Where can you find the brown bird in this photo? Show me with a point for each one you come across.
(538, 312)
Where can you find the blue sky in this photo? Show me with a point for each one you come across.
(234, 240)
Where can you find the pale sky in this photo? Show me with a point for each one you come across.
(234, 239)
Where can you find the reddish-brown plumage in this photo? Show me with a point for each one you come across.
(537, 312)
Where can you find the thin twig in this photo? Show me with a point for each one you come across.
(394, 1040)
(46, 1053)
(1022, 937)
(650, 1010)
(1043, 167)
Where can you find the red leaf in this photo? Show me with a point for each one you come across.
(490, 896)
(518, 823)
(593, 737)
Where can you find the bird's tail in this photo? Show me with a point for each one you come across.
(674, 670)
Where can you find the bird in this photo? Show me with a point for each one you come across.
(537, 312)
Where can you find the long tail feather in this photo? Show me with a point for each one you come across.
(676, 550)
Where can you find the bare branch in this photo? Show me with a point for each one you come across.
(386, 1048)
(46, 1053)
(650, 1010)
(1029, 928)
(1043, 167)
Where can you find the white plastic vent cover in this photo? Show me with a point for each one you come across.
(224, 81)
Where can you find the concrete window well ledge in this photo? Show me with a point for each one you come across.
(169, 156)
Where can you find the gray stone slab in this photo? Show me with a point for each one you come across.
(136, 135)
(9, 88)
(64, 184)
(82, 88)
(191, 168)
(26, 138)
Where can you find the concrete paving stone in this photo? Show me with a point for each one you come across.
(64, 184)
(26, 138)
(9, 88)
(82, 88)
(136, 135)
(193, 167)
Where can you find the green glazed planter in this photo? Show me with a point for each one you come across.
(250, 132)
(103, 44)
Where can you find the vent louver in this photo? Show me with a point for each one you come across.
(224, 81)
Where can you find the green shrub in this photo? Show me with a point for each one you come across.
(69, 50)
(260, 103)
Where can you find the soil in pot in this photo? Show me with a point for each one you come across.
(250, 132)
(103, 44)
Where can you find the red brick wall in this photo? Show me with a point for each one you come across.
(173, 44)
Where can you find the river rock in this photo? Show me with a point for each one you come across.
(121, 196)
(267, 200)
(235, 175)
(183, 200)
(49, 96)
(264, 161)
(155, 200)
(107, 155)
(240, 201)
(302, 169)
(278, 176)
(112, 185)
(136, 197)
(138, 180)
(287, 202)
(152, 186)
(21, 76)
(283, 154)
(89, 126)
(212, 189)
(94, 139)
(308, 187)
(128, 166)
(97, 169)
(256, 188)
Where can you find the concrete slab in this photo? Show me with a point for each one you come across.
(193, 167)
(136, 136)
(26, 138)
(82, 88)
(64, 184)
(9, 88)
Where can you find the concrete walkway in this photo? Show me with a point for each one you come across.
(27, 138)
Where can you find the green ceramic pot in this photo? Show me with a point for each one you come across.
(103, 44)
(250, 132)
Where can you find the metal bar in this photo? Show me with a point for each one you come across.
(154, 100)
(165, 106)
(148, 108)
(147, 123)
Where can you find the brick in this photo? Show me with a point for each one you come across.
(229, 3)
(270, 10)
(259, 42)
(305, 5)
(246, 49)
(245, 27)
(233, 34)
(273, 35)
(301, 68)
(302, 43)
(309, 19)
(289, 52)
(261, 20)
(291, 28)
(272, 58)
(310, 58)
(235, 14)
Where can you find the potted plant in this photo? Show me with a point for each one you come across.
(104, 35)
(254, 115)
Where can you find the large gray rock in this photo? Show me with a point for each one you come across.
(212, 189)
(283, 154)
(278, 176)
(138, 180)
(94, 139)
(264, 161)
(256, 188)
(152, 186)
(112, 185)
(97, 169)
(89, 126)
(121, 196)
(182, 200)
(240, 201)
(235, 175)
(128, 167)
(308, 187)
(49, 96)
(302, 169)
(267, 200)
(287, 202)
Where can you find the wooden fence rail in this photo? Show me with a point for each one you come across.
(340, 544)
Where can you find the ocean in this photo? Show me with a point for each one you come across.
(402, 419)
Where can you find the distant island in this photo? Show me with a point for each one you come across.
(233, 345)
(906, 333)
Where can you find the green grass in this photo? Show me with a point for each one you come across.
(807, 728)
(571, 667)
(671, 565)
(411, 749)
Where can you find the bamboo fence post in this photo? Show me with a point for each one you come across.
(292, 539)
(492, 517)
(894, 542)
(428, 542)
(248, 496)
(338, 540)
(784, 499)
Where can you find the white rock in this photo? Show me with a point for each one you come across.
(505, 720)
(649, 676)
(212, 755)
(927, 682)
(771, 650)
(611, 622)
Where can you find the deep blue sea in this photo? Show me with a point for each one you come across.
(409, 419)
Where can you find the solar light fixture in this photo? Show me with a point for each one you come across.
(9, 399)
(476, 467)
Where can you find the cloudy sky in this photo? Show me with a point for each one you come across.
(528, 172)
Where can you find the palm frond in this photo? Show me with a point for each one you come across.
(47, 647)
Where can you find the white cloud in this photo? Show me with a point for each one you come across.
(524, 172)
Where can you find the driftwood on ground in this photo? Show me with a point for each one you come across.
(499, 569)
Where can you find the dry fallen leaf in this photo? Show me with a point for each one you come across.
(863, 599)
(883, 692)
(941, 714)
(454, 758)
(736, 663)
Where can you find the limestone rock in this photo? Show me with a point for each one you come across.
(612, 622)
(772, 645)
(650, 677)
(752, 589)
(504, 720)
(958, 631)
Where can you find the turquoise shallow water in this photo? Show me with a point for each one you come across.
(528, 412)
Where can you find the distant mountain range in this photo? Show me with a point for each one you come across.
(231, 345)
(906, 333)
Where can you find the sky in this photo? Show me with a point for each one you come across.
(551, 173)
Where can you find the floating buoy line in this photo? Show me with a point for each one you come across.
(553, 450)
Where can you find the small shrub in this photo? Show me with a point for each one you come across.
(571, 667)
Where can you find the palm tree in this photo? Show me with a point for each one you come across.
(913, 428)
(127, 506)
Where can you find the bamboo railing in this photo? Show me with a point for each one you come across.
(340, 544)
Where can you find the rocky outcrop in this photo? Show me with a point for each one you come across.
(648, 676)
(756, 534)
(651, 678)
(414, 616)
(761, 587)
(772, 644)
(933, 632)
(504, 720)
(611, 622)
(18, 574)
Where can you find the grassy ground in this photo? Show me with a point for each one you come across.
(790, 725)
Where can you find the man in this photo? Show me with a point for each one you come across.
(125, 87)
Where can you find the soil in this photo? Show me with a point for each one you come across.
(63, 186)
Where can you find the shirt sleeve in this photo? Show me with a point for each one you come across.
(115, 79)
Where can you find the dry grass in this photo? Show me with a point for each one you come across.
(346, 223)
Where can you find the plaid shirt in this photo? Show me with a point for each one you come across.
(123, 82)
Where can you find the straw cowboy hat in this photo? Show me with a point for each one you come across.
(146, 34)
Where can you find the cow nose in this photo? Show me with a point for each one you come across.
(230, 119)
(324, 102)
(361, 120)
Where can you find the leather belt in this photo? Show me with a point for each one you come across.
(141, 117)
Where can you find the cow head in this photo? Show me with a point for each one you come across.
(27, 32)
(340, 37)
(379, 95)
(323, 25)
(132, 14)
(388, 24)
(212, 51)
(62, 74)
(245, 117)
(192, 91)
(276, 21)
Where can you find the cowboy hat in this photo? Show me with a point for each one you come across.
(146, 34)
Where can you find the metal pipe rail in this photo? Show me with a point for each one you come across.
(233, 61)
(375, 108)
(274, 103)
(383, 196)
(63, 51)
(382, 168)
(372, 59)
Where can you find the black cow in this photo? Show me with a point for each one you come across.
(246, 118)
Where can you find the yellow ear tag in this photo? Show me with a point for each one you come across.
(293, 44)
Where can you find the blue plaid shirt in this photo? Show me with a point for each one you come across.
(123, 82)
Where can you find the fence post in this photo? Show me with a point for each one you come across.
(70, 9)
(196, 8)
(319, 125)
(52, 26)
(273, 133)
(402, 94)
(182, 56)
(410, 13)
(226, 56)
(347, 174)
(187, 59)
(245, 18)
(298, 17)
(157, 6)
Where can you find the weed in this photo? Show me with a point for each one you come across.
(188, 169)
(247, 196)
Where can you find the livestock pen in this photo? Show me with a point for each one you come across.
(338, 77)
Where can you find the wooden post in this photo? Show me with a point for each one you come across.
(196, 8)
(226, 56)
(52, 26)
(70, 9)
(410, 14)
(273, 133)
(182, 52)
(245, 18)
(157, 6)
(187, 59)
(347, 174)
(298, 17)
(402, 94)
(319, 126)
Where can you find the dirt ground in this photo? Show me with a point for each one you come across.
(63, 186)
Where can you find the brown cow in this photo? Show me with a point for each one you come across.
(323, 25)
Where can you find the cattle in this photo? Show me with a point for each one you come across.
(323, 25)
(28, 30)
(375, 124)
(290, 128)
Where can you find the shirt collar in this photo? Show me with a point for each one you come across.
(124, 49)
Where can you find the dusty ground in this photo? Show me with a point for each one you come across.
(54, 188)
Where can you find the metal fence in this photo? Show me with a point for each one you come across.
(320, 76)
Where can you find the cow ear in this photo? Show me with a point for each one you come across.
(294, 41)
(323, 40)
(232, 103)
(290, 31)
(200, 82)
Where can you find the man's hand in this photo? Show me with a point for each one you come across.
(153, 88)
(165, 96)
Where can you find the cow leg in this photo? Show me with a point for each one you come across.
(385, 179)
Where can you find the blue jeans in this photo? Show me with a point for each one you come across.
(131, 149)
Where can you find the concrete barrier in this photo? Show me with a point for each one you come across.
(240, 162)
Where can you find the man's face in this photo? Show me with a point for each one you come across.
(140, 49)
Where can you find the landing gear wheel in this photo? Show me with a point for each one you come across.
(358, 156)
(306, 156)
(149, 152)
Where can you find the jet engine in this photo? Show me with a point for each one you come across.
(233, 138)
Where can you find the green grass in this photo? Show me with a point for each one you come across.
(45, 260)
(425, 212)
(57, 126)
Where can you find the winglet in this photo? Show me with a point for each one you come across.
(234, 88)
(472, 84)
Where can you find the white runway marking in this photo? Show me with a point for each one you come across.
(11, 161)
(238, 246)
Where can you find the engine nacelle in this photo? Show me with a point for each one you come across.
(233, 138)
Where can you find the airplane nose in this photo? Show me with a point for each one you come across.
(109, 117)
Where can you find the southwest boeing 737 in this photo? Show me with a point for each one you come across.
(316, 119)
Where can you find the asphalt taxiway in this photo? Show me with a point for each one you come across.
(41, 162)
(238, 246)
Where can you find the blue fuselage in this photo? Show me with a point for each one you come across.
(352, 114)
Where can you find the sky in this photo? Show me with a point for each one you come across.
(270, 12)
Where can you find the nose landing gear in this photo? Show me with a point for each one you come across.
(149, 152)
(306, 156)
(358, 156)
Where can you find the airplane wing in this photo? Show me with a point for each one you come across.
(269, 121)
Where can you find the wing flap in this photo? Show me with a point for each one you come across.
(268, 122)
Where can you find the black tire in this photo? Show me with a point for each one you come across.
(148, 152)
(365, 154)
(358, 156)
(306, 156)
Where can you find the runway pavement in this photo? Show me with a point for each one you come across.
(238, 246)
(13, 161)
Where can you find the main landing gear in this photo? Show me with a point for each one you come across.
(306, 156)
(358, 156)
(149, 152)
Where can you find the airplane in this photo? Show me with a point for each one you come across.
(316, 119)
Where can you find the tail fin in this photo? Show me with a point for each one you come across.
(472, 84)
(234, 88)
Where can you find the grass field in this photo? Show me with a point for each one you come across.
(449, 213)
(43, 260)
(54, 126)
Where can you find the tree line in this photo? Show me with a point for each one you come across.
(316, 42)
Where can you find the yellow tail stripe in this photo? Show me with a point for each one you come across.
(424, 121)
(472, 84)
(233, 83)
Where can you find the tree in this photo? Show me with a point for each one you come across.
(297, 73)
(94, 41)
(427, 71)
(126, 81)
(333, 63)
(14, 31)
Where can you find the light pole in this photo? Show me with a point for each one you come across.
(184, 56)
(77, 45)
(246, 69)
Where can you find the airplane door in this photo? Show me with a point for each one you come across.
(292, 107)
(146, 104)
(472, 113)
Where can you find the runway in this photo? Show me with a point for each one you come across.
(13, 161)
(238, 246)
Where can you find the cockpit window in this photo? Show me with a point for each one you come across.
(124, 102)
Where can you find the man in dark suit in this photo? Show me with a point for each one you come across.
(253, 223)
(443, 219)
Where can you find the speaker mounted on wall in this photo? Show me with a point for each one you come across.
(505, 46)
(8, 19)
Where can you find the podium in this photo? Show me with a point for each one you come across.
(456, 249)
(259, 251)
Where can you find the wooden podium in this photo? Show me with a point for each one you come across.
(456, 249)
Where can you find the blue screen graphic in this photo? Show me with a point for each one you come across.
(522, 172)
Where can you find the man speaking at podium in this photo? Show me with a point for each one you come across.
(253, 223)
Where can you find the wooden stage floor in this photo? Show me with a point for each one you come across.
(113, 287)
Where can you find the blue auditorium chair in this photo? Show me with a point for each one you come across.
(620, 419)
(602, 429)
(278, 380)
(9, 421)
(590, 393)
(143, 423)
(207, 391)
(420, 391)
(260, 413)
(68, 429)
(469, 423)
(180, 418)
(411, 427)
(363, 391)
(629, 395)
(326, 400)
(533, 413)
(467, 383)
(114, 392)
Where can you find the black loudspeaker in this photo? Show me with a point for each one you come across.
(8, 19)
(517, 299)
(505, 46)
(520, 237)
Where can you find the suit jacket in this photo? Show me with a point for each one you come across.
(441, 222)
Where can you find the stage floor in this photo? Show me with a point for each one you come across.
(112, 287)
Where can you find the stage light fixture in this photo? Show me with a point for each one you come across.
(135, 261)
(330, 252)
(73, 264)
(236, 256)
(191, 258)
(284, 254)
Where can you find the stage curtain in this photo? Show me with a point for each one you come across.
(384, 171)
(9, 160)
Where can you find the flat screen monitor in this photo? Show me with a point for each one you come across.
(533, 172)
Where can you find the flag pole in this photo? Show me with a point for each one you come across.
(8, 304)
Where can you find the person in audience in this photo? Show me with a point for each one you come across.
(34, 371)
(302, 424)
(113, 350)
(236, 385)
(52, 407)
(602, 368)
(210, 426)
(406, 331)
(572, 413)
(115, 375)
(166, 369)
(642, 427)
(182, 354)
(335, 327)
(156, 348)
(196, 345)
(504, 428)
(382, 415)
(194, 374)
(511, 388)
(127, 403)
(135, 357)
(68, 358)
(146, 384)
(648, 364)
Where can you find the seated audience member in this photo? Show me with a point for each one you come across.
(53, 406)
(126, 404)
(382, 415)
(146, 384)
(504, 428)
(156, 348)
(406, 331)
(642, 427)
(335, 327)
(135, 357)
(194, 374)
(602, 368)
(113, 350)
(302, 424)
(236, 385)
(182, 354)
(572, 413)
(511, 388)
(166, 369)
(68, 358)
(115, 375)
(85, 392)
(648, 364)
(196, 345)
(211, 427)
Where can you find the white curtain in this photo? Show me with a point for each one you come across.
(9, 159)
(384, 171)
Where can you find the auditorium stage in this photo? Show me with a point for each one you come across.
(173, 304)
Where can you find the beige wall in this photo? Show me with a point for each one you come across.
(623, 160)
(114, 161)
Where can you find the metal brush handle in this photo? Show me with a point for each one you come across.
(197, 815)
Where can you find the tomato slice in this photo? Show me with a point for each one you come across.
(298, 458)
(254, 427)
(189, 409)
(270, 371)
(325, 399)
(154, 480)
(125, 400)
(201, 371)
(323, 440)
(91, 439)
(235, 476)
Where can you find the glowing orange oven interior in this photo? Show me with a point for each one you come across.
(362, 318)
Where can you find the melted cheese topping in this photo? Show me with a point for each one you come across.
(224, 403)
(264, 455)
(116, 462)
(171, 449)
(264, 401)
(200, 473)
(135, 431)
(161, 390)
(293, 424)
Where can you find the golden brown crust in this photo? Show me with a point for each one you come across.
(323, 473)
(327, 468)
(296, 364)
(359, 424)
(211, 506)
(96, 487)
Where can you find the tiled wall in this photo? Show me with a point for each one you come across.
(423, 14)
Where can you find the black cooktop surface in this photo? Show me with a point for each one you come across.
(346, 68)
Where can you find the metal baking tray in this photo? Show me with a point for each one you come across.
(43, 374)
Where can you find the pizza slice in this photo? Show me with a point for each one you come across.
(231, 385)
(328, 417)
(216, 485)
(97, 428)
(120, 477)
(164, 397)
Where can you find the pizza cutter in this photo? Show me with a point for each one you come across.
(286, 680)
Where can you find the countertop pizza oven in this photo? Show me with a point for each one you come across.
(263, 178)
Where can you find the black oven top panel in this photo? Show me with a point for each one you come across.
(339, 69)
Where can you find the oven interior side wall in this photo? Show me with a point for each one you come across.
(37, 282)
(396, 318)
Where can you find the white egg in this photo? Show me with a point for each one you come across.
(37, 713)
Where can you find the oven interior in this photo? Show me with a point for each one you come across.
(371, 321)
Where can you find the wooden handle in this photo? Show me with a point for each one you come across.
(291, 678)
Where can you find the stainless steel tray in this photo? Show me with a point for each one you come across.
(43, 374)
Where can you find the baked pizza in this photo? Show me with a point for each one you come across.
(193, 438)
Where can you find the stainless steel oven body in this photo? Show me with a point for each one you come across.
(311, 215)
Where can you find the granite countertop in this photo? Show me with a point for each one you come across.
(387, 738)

+---+

**WORK INSTRUCTION:** Return, word for word, the line containing "Where can you find the oven interior side" and all lines after it through the last line of the records, and nothing else.

**EXERCISE ANSWER:**
Where can you find the oven interior side wall in this photo? Show me with a point for each one you come across.
(37, 282)
(396, 318)
Where can you find the white egg in this photo? Show me with a point for each one you come across.
(37, 713)
Where can you find the oven interior in this photo? Show me with a point for each one you come across.
(371, 321)
Where can you find the wooden handle in this photo? Show me with a point for each one you come across.
(291, 678)
Where can you find the stainless steel tray in this photo? Show me with a point for each one you come across.
(43, 374)
Where can you find the baked pizza in this photo? Show me with a point for each one you come across.
(193, 438)
Where can you find the stainless steel oven body in this photo? Show me with a point for each one you come across.
(311, 215)
Where can you find the granite countertop in this photo? Show me with a point for each one you come across.
(387, 738)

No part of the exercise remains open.